━━━━━ Source extract ━━━━━

Because we do not know the full state size ahead of time,
vhost_save_backend_state() simply reads the data in 1 MB chunks, and
writes each chunk consecutively into the migration stream, prefixed by
its length.  EOF is indicated by a 0-length chunk.

Reviewed-by: Stefan Hajnoczi <stefanha@redhat.com>
Signed-off-by: Hanna Czenczek <hreitz@redhat.com>
---
 include/hw/virtio/vhost.h |  35 +++++++
 hw/virtio/vhost.c         | 204 ++++++++++++++++++++++++++++++++++++++
 2 files changed, 239 insertions(+)

diff --git a/include/hw/virtio/vhost.h b/include/hw/virtio/vhost.h
index a0d03c9fdf..100fcc874d 100644
--- a/include/hw/virtio/vhost.h
+++ b/include/hw/virtio/vhost.h
@@ -426,4 +426,39 @@ int vhost_set_device_state_fd(struct vhost_dev *dev,
  */
 int vhost_check_device_state(struct vhost_dev *dev, Error **errp);
 
+/**
+ * vhost_save_backend_state(): High-level function to receive a vhost
+ * back-end's state, and save it in @f.  Uses
+ * `vhost_set_device_state_fd()` to get the data from the back-end, and
+ * stores it in consecutive chunks that are each prefixed by their
+ * respective length (be32).  The end is marked by a 0-length chunk.
+ *
+ * Must only be called while the device and all its vrings are stopped
+ * (`VHOST_TRANSFER_STATE_PHASE_STOPPED`).
+ *
+ * @dev: The vhost device from which to save the state
+ * @f: Migration stream in which to save the state
+ * @errp: Potential error message
+ *
+ * Returns 0 on success, and -errno otherwise.
+ */
+int vhost_save_backend_state(struct vhost_dev *dev, QEMUFile *f, Error **errp);
+
+/**
+ * vhost_load_backend_state(): High-level function to load a vhost
+ * back-end's state from @f, and send it over to the back-end.  Reads
+ * the data from @f in the format used by `vhost_save_state()`, and uses
+ * `vhost_set_device_state_fd()` to transfer it to the back-end.
+ *
+ * Must only be called while the device and all its vrings are stopped
+ * (`VHOST_TRANSFER_STATE_PHASE_STOPPED`).
+ *
+ * @dev: The vhost device to which to send the sate
+ * @f: Migration stream from which to load the state
+ * @errp: Potential error message
+ *
+ * Returns 0 on success, and -errno otherwise.

━━━━━ Entries shown ━━━━━

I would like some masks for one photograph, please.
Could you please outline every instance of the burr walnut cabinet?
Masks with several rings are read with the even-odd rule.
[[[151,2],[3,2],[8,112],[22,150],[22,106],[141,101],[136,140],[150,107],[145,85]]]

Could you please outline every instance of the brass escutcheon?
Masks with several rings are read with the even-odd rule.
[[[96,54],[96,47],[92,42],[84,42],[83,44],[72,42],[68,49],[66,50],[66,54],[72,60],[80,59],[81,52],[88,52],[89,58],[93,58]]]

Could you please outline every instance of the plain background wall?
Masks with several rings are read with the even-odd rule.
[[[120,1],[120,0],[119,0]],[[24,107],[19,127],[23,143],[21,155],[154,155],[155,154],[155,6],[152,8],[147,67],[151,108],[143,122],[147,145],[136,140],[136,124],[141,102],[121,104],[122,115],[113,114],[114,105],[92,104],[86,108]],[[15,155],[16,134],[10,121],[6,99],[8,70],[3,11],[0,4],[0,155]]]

━━━━━

§ Written tasks
1) Answer these questions about the vhost patch text:
(a) In what size of chunks does vhost_save_backend_state() read the data?
(b) How is EOF indicated in the migration stream?
(c) How many files were changed, and with how many insertions?
2) Count the lines of the entries that contain the word "outline", and give only the number.

§ Task-by-task outputs
1)
(a) It reads the data in 1 MB chunks.
(b) EOF is indicated by a 0-length chunk.
(c) 2 files were changed, with 239 insertions.

2) 3